**ENTRIES PROVIDED:**
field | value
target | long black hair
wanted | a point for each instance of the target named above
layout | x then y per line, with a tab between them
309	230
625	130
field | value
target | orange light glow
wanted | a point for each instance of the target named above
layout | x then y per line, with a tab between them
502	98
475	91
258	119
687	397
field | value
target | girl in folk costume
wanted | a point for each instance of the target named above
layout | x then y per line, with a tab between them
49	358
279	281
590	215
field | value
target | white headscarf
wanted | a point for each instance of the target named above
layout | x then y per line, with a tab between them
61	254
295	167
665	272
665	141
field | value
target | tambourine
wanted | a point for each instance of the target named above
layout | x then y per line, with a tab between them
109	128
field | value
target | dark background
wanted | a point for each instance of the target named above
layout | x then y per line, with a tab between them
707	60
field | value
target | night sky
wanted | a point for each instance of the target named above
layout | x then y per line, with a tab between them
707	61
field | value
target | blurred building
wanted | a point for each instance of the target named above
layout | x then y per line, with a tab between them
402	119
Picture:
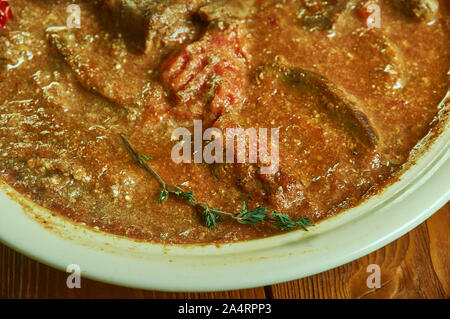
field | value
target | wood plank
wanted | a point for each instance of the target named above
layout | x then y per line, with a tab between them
414	266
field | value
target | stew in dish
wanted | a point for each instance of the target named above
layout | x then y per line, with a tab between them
86	87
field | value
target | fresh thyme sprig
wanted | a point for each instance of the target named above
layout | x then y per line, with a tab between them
212	216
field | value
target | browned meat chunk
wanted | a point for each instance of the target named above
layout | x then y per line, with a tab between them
155	24
420	9
208	77
315	113
320	15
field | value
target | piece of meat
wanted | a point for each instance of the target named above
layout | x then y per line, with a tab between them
313	112
320	15
207	78
424	10
333	102
152	25
5	13
101	64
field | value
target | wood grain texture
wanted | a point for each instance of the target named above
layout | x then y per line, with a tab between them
415	266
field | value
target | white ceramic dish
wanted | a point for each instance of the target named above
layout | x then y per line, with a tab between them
422	189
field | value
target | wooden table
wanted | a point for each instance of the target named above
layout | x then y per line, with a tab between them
415	266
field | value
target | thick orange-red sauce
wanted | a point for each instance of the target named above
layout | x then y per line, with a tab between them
67	94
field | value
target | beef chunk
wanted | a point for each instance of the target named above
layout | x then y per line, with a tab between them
151	25
207	77
101	65
317	121
419	9
333	102
225	12
320	15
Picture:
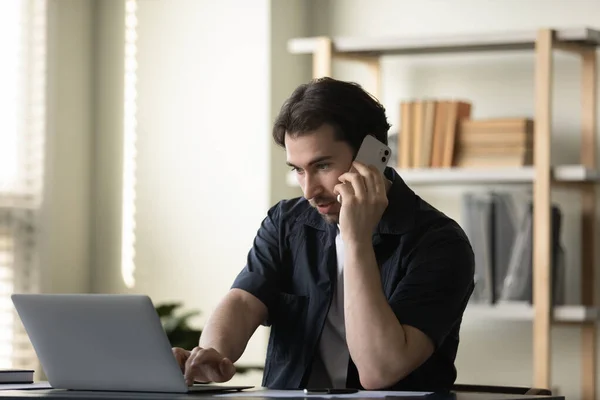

**DESCRIPTION OF THE TASK:**
Pick out every line in the records above that contains the string "orange" and copy each one unchanged.

**TASK ANSWER:**
target | orange light glow
target | thick orange-red sauce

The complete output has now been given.